▶ _Text segment_
+ + + + +

American borrowers are maxed out, amid high interest rates and rising prices.

U.S. household debt hit a new record in the first quarter of 2024, rising $184 billion to $17.69 trillion. And close to 1 in 10 credit card balances and 1 in 12 auto loans became delinquent, according to the Quarterly Report on Household Debt and Credit from the Federal Reserve Bank of New York, released this week.

“In the first quarter of 2024, credit card and auto loan transition rates into serious delinquency continued to rise across all age groups,” said Joelle Scally, Regional Economic Principal within the Household and Public Policy Research Division at the New York Fed, in a statement. “An increasing number of borrowers missed credit card payments, revealing worsening financial distress among some households.”

Mortgage balances also rose $190 billion from the previous quarter, reaching $12.44 trillion at the end of March.

Per the advisory, “Balances on home equity lines of credit (HELOC) increased by $16 billion, representing the eighth consecutive quarterly increase since Q1 2022, and now stand at $376 billion. Credit card balances decreased by $14 billion to $1.12 trillion. Other balances, which include retail cards and consumer loans, also decreased by $11 billion. Auto loan balances increased by $9 billion, continuing the upward trajectory seen since 2020, and now stand at $1.62 trillion.”

The New York Fed reported that 3.2% of outstanding debt was in some stage of delinquency at March’s end.

Demography of debt

A Liberty Street Economics blog post noted that “younger card users and card users living in low-income areas are more likely to be maxed-out” than others. The post noted that “the share of maxed-out borrowers has been increasing from pandemic lows and is approaching pre-pandemic levels, and the delinquency transition rates of these maxed-out borrowers are now noticeably higher than pre-pandemic, resulting in higher transition rates into credit card delinquency overall.”

Speaking of those who carry a balance on credit cards, Ted Rossman at Bankrate told NPR, “Credit card debt is very costly, with the average interest rate topping 20%. Rossman says borrowers who make only the minimum monthly payment can take nearly two decades to pay down their debt. On an average balance of $6,360, the interest alone would total $9,500.”

Investopedia reported that the average annual percentage rate on credit cards was 21.47% at the end of 2023, “a marked increase” from the 2019 average of 15.05%. “Higher interest rates can make it more difficult to pay off balances because more of the minimum monthly payment goes toward interest, instead of the principal.”

Who’s carrying the most credit card debt?

+ + + + +

▶ _Work item_
Write out the household debt report word for word from "American borrowers are" to "released this week.". Rely only on the household debt report above.

▶ _Dataset section_
+ + + + +

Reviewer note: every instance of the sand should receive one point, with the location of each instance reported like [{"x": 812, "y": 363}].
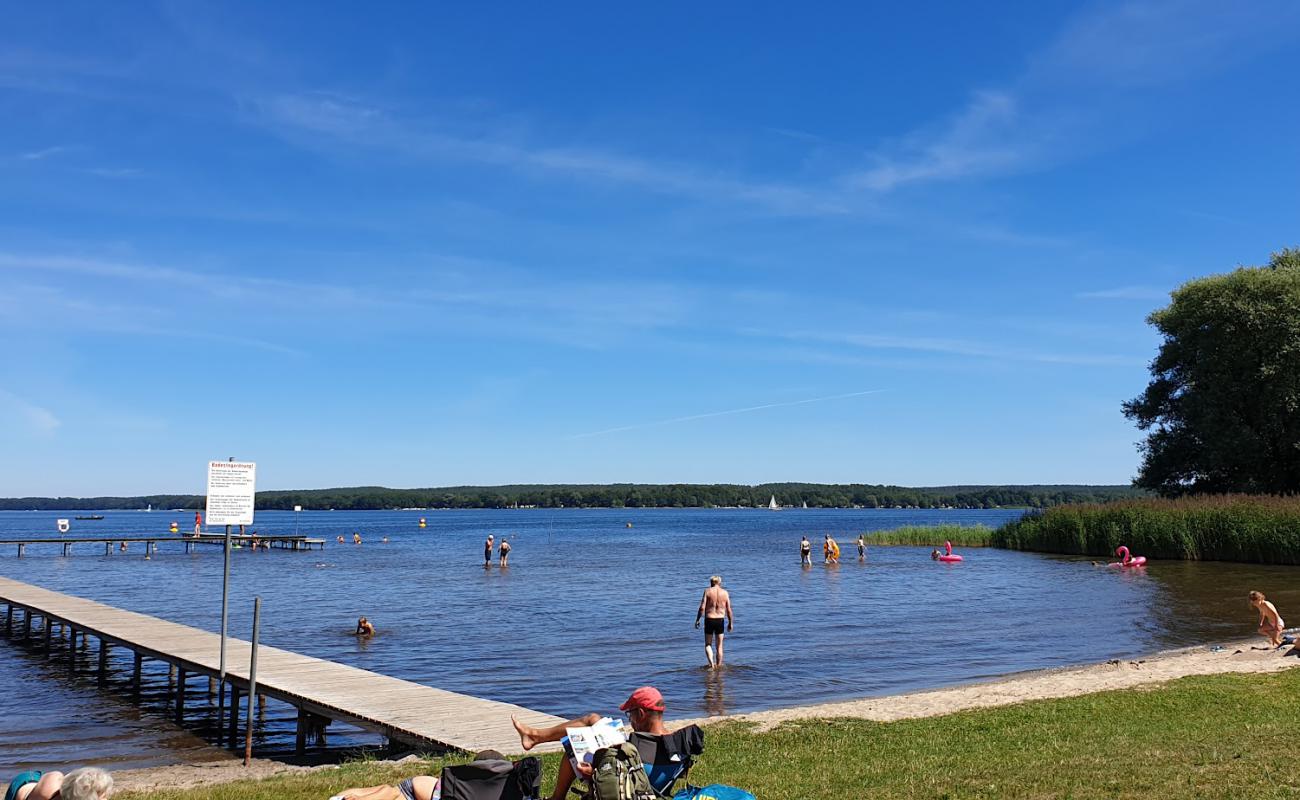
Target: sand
[{"x": 1067, "y": 682}]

+ + + + +

▶ _Exercise answer_
American borrowers are maxed out, amid high interest rates and rising prices.

U.S. household debt hit a new record in the first quarter of 2024, rising $184 billion to $17.69 trillion. And close to 1 in 10 credit card balances and 1 in 12 auto loans became delinquent, according to the Quarterly Report on Household Debt and Credit from the Federal Reserve Bank of New York, released this week.